Document extract →
________________

On Wed, Apr 12, 2023 at 12:59 PM Jakub Jelinek <ja...@redhat.com> wrote:
>
> On Wed, Apr 12, 2023 at 11:12:17AM +0200, Richard Biener wrote:
> > > 108139 fixed this by not evaluating any equivalences if the equivalence
> > > was the LHS.
> > >
> > > What it missed, was it possible we are calculating the range of a_3.
> > > b_2 is not defined in a phi node, so it happily used the equivalence.
> > > This PR demonstrates that we can't always use that equivlence either
> > > without more context.  There can be places in the IL where a_3 is used,
> > > but b_2 has moved to a new value within a loop.
> >
> > I think that's only possible when b_2 flows in via a backedge (from BB3).
> > So isn't this all about backedges?  Indeed creating equivalences across
>
> Apparently backedges and undefined phi arg, without that it doesn't seem
> to trigger because then it isn't considered equivalent even if the two have
> same range.
>
> > backedges is futile with SSA.  I think ranger requires dominators, so
> > to have the above scenario - a_3 used after the b_2 definition - requires
> > BB3 to be dominated by the a_3 definition which is what you could check.

________________

Information given →
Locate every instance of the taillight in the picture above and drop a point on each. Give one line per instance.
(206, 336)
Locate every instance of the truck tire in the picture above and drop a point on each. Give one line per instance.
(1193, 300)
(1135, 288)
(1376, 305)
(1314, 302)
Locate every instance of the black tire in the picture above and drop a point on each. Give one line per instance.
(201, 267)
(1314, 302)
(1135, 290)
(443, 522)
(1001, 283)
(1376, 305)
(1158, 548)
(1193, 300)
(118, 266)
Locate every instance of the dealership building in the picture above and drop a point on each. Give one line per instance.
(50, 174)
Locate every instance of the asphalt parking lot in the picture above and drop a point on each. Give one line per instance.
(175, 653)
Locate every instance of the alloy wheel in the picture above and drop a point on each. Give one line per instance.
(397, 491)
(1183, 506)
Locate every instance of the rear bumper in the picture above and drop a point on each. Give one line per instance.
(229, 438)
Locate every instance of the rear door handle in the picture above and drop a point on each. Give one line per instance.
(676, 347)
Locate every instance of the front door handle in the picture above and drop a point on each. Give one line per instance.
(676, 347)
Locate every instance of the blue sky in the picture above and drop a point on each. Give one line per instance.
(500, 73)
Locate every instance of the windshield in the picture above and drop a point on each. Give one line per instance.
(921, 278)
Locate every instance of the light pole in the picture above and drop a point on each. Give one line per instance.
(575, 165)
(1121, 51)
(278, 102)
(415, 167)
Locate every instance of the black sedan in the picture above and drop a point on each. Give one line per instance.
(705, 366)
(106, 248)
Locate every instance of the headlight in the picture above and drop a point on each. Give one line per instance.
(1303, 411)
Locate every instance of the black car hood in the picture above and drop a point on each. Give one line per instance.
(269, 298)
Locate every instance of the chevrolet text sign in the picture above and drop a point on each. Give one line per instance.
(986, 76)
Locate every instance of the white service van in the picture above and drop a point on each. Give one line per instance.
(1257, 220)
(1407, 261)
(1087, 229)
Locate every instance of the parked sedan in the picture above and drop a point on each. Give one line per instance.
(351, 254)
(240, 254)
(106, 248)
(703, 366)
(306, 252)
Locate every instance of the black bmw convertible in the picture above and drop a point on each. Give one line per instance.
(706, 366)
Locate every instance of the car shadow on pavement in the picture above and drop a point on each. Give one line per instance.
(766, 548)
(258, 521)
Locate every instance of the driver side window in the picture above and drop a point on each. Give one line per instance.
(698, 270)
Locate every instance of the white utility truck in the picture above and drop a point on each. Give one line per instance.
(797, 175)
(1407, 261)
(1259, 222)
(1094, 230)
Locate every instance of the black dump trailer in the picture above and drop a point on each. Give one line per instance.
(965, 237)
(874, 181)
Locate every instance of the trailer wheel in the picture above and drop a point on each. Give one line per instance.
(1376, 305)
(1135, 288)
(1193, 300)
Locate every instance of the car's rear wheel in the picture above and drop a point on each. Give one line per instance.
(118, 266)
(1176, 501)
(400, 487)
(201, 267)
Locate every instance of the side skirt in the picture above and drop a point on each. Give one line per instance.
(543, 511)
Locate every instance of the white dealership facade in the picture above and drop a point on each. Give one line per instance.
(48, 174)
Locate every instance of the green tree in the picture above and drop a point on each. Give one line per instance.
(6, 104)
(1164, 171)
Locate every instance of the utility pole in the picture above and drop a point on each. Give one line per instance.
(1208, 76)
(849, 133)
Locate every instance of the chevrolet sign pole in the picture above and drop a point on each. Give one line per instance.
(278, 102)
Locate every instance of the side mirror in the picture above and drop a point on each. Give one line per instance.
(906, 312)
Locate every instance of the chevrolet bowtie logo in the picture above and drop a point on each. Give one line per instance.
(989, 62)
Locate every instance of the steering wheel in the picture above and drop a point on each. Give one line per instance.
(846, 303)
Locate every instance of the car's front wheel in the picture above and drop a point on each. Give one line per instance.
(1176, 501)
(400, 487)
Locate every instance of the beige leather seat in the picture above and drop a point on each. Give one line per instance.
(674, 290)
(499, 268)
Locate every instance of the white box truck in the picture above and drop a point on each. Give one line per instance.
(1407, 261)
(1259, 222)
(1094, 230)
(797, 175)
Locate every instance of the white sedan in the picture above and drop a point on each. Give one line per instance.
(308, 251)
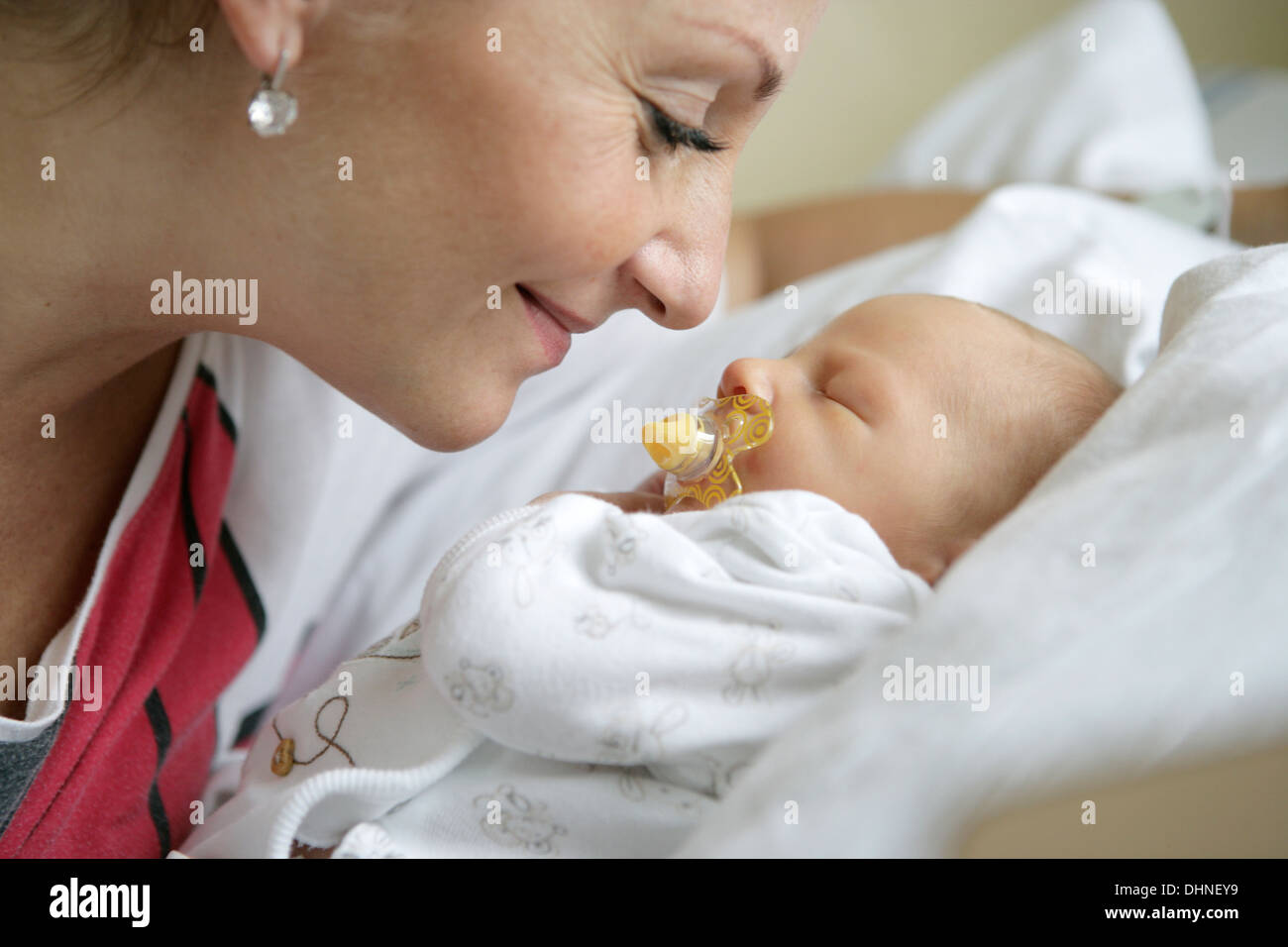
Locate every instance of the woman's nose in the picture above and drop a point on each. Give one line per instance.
(681, 266)
(748, 376)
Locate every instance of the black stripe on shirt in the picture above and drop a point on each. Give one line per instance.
(161, 732)
(189, 515)
(244, 581)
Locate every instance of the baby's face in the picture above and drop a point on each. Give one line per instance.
(870, 412)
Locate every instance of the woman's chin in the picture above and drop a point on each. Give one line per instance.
(456, 429)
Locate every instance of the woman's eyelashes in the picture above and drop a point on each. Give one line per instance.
(678, 134)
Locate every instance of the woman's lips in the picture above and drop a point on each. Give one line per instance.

________________

Exercises →
1/ From the compiler mailing-list excerpt, list every distinct SSA name and basic-block label it mentions.
2/ In the compiler mailing-list excerpt, what does Richard Biener think ranger requires?

Results →
1/ a_3, b_2, BB3

2/ Dominators.